Top of RECORDS TO USE
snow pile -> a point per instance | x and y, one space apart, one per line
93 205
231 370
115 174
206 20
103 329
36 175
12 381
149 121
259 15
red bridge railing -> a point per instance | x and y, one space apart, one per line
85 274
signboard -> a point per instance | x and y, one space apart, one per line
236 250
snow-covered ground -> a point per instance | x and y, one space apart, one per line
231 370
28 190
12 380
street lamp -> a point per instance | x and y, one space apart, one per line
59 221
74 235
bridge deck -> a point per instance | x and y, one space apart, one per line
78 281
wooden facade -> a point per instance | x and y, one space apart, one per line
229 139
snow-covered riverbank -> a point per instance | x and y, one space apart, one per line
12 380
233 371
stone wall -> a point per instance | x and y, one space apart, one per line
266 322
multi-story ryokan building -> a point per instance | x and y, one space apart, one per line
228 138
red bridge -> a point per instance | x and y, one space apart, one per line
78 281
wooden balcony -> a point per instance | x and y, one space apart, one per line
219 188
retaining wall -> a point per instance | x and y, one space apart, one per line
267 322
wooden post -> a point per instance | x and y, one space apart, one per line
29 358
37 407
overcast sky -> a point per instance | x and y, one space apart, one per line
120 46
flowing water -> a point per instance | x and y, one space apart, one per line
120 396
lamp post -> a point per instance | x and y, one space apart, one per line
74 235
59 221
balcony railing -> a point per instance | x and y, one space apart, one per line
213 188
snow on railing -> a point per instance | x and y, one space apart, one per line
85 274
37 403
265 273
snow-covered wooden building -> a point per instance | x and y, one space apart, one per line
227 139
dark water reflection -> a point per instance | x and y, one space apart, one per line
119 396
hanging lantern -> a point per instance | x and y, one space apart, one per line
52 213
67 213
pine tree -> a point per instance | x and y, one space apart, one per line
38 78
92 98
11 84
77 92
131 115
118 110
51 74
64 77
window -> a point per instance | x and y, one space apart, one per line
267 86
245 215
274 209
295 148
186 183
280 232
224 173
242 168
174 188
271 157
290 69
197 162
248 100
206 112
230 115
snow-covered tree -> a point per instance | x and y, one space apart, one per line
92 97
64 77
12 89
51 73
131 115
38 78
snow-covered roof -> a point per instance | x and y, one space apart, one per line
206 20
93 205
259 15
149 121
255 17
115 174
Bottom of RECORDS TO USE
> TASK OBJECTIVE
When you repeat the data, keep each line exactly as given.

> REPLY
snow pile -> a point per instance | x and y, one space apart, one per line
93 205
231 370
115 174
206 20
103 329
36 175
12 381
149 121
259 15
red bridge railing -> a point per instance | x and y, one space apart, one per line
85 274
signboard -> a point per instance | x and y, one space apart, one per line
236 250
snow-covered ground -> a point per instance | x and y, one space apart, one per line
231 370
28 190
12 380
street lamp -> a point per instance | x and y, one space apart, one per line
59 221
74 235
bridge deck -> a point per instance | x and y, one space apart, one per line
78 281
wooden facade -> a point per instance | x and y, one space apart, one per line
229 139
snow-covered riverbank -> a point per instance | x and y, one space apart, one per line
12 380
233 371
stone wall -> a point per instance | x and y, one space apart, one per line
266 322
multi-story ryokan building -> a point per instance | x and y, one space apart, one per line
228 138
red bridge -> a point per instance | x and y, one space apart, one per line
78 281
wooden balcony -> a point per instance | x and y, one space apart, one per line
219 188
retaining wall -> a point per instance | x and y, one space apart, one per line
267 322
wooden post -> a point per instance | x and y, one space apart, one per line
29 358
37 407
overcast sky -> a point per instance | x and y, one space apart, one per line
120 46
flowing water -> a point per instance | x and y, one space apart, one per line
120 396
lamp post -> a point per instance | x and y, one space apart, one per line
74 235
59 221
balcony railing -> a point per instance | x and y, one space apart, one per line
213 188
snow on railing -> a point per instance | x and y, one space apart, one per line
85 274
37 403
265 273
snow-covered wooden building -> a point per instance | x and y, one space apart, one per line
227 139
dark water reflection -> a point per instance | x and y, one space apart, one per line
119 396
hanging lantern -> a point per instance | x and y, one space apart, one per line
52 213
67 213
pine tree -> a point per instance | x and y, one space apart, one per line
38 78
92 98
11 84
77 92
131 115
118 110
51 74
64 77
window -> a point per instance | x and y, one space apart, one per line
267 86
245 215
274 209
295 148
186 183
280 232
224 173
242 168
174 188
271 157
290 69
197 162
248 100
206 112
230 115
snow-covered tree -> a point per instance | x and y, one space apart, one per line
92 97
64 77
12 89
51 73
131 115
38 78
snow-covered roof -> a point per instance | x and y, one space apart, one per line
206 20
93 205
259 15
149 121
255 17
115 174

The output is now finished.